Aufgaben:
1. Beantworte anhand des Textes über Liegeplätze im Hafen:
(a) Worum soll man den Skipper bitten, wenn man in einer zu großen Box längsseits gehen will?
(b) Womit werden die Fender ausgebracht, wenn man Boxen von der Pfahlaußenseite zuparkt?
(c) Woran werden am schmalen Ende eines Stegs die Springs festgemacht?
2. Setze den Text über Liegeplätze im Hafen nach seinem letzten Satz fort.

---------- Text

Die Boxengrößen sind zusammen mit den Durchschnittsgrößen der Yachten in den letzten Jahrzehnten langsam, aber stetig immer weiter gewachsen. Kleine Schiffe liegen daher manchmal mit sehr langen Heckleinen in eigentlich viel zu großen Boxen, weil passendere nicht frei waren. Gelegentlich ist dann noch Platz genug für ein gleich großes oder kleineres Boot, das längsseits geht. Dafür den Skipper des schon in der Box liegenden Schiffes ansprechen und fragen, ob er seine Heckleine löst, damit man selbst mit dem eigenen Boot noch neben ihm festmachen kann. Vorsicht bei der Einfahrt in die Box. Eventuell muss man ein wenig schräg einfahren.
Das Manöver setzt voraus, dass ein kleineres Schiff in einem großen Boxenplatz liegt. Nach Rückfrage kann man dann mit dem Bug achtern heranfahren und mit zwei Bugleinen auf die Heckklampen des Vorausliegers sowie mit weiteren Leinen zu den Pfählen gehen. Oder, wenn viel Platz ist, einen Heckanker ausbringen. Da man dann aber direkt ins Cockpit der vorausliegenden Yacht schaut und auch dorthin übersteigen muss, sieht man solche Lösungen eher bei Crews, die sich kennen.
Wer die Boxenlieger fragt, wann sie morgens aufbrechen wollen, kann ein oder zwei Boxen von der Pfahlaußenseite abends zuparken. Dafür die Fender entweder mit dem Fenderbrett oder zwei Leinen quer ausbringen und festmachen. Das Problem ist dann der Weg an Land. Mit etwas Glück findet sich ein Platz, von dem man über den Bug auf die Mole steigen kann. Alternativ das eigene Dingi, SUP oder Ähnliches als Steg-Shuttle nutzen. Wenn möglich, einen Platz mit ablandigem Wind suchen. Dann ist das Risiko geringer, dass nachts die Fender an den Pfählen verrutschen.
Bei Platzmangel wachsen die Päckchen – auch der Platz zwischen ihnen kann notfalls genutzt werden. Dies hat den Vorteil, dass das Päckchen nicht größer wird und die eigene Crew direkt an Land gehen kann. Allerdings müssen die Landleinen des Päckchens womöglich neu gelegt werden.
Das schmale Ende eines Stegs kann zur Lösung für die Nacht werden, wenn sich kein anderer Liegeplatz finden lässt. Die Springs gehen dann an den Steg, Vorleine und Achterleine an die beiden außen am Steg liegenden Yachten. Deren Skipper müssen natürlich einverstanden sein.
Liegen zwei große Segel- oder Motoryachten längsseits am Steg, wirkt eine schmale Lücke dazwischen vielleicht unerreichbar – ist aber eigentlich ein guter Liegeplatz. Wer geschickt manövriert, liegt komfortabel am Steg und kann sogar ein Päckchen für weitere ankommende Boote eröffnen.

--------------------
---------- Aufgelistetes Material

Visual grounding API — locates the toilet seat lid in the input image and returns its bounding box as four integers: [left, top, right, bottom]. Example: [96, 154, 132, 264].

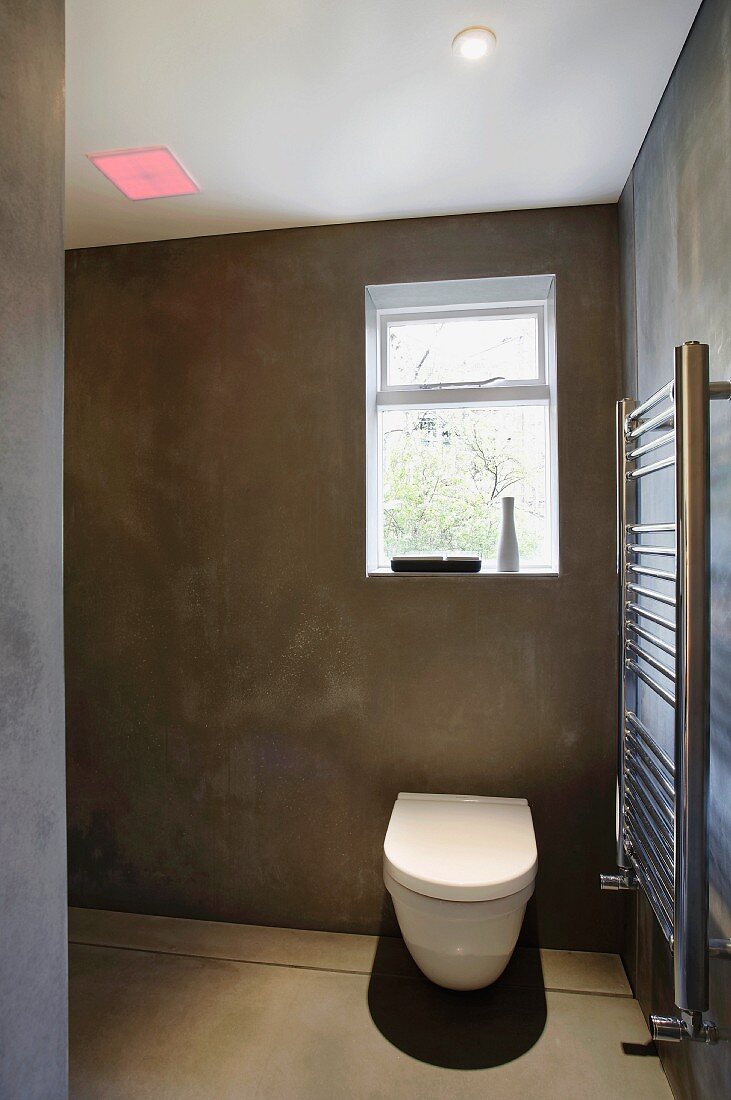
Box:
[384, 792, 538, 901]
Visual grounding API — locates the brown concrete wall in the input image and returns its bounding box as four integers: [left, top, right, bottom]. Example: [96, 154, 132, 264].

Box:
[66, 207, 621, 948]
[620, 0, 731, 1100]
[0, 0, 67, 1100]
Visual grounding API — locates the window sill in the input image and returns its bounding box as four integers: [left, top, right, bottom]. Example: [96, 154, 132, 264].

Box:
[366, 567, 560, 581]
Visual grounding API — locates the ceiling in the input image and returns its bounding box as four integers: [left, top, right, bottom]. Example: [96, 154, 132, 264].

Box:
[66, 0, 699, 248]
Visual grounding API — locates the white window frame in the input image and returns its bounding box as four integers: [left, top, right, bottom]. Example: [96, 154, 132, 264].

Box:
[366, 275, 558, 578]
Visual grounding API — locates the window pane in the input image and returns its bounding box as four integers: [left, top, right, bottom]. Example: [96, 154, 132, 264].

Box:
[388, 316, 539, 386]
[380, 406, 551, 565]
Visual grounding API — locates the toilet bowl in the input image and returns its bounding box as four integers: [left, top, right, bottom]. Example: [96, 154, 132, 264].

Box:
[384, 793, 538, 990]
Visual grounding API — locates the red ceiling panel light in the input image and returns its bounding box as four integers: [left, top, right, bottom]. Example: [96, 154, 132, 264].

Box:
[87, 145, 200, 202]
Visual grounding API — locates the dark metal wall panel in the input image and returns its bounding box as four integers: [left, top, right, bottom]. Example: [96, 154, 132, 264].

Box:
[621, 0, 731, 1100]
[0, 0, 66, 1100]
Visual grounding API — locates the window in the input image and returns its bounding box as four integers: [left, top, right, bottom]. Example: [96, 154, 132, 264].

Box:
[366, 276, 558, 573]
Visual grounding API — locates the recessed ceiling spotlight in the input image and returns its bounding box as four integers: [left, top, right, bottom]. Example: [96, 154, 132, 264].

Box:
[452, 26, 498, 62]
[87, 145, 200, 201]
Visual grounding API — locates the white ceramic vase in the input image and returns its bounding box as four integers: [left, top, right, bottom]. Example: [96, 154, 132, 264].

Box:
[498, 496, 520, 573]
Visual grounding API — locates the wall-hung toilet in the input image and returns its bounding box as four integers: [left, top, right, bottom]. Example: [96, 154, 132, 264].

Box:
[384, 793, 538, 989]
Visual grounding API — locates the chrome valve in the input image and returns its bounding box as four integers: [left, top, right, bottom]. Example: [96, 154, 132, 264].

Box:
[650, 1012, 718, 1045]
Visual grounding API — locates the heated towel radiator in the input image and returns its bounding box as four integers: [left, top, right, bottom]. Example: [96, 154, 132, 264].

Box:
[601, 341, 731, 1043]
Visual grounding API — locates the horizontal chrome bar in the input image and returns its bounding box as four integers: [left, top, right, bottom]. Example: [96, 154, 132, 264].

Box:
[627, 581, 675, 607]
[624, 711, 675, 779]
[627, 382, 673, 421]
[627, 455, 675, 481]
[625, 757, 675, 831]
[624, 774, 674, 853]
[627, 542, 675, 558]
[624, 641, 675, 683]
[624, 791, 674, 899]
[624, 601, 675, 634]
[630, 857, 674, 949]
[627, 524, 675, 535]
[624, 660, 675, 706]
[628, 787, 674, 866]
[625, 822, 673, 943]
[599, 869, 638, 890]
[627, 565, 675, 584]
[625, 409, 675, 440]
[627, 431, 675, 459]
[625, 726, 675, 805]
[624, 619, 675, 657]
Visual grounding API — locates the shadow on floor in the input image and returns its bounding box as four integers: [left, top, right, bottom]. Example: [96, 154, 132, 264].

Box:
[368, 937, 546, 1069]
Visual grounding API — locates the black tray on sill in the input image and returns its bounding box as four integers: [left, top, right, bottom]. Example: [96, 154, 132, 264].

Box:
[391, 556, 483, 573]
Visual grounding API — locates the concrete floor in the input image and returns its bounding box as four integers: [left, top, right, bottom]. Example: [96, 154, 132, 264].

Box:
[69, 910, 671, 1100]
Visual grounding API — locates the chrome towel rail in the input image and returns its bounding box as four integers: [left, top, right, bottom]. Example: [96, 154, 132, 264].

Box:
[601, 341, 731, 1043]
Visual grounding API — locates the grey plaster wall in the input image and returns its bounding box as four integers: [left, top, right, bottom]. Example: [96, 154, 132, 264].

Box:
[620, 0, 731, 1100]
[0, 0, 66, 1100]
[66, 206, 621, 949]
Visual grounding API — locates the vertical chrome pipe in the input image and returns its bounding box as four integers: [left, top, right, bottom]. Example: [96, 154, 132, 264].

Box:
[674, 341, 710, 1013]
[617, 397, 636, 870]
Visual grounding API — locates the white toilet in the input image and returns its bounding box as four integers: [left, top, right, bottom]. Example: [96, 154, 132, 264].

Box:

--------------------

Ergebnisse:
1.
(a) Er soll seine Heckleine lösen.
(b) Mit dem Fenderbrett oder mit zwei Leinen quer.
(c) Am Steg.

2.
Immer häufiger sieht man, dass an einer längeren Längsseits-Pier Yachten hintereinander festgemacht und dabei unnötig viel Platz zwischen des einen Bug und des anderen Heck gelassen haben. Kann man dann nicht ins Päckchen daneben, etwa weil sonst die Zufahrt blockiert wäre, sollte man die Skipper bitten, zum Vordermann aufzuschließen. Oft reicht es schon, wenn ein Boot nach vorn verholt wird, damit dahinter Platz für ein weiteres entsteht.
Zwar sind Liegeplätze neben den aufgeführten Anlagen eigentlich freizuhalten. Schilder weisen meist darauf hin. Aber in vielen Häfen wird sogar von den Hafenmeistern das Festmachen neben Slipanlagen oder unterm Mastenkran zumindest später am Abend in der Regel toleriert. Ausnahme: Die Sliprampe wird abends noch fürs Jollentraining des ansässigen Clubs benötigt. Wer so festmacht, muss zur Not bereit sein, das Boot spontan zu verholen. Und Vorsicht bei Tankstellen mit EC-Automat: Die sind 24 Stunden nutzbar, müssten also eigentlich immer frei bleiben. Nötig ist das aber selten. Am nächsten Morgen dann früh aufbrechen!
11. Flachbereiche nutzen
Diese Variante ist vor allem für Schiffe eine Option mit wenig oder reduzierbarem Tiefgang. Ferner für sehr schmale oder kleine Yachten. Die Plätze sind nicht ganz ohne Risiko, da oft nicht klar ist, wie tief es dort ist. Eine Option sollte sie nur bei ablandigem Wind sein, und am besten erkundet der Skipper den Platz vorher, indem er mit dem Bug am letzten Pfahl prüft, wie der Grund ist. Oder er macht zunächst irgendwo behelfsmäßig fest und wirft von Land aus einen prüfenden Blick auf die ausgewählte Stelle. Sind viele Steine zu sehen, wieder abdampfen. Ist der Grund weich, kann man sich vorsichtig herantasten.
Ein oft sehr komfortabler Platz, da man im Gegensatz zum Liegen in der Boxengasse an Pfählen nicht über andere Boote an Land muss, sondern bequem längsseits an Land gelangt. Wichtig: Mit den Skippern der Boote in den beiden Boxen, die man blockiert, besprechen, wann diese auslaufen wollen. Und im Auge behalten, wie flach es wird. An manchen dieser Innenplätze steigt der Grund an.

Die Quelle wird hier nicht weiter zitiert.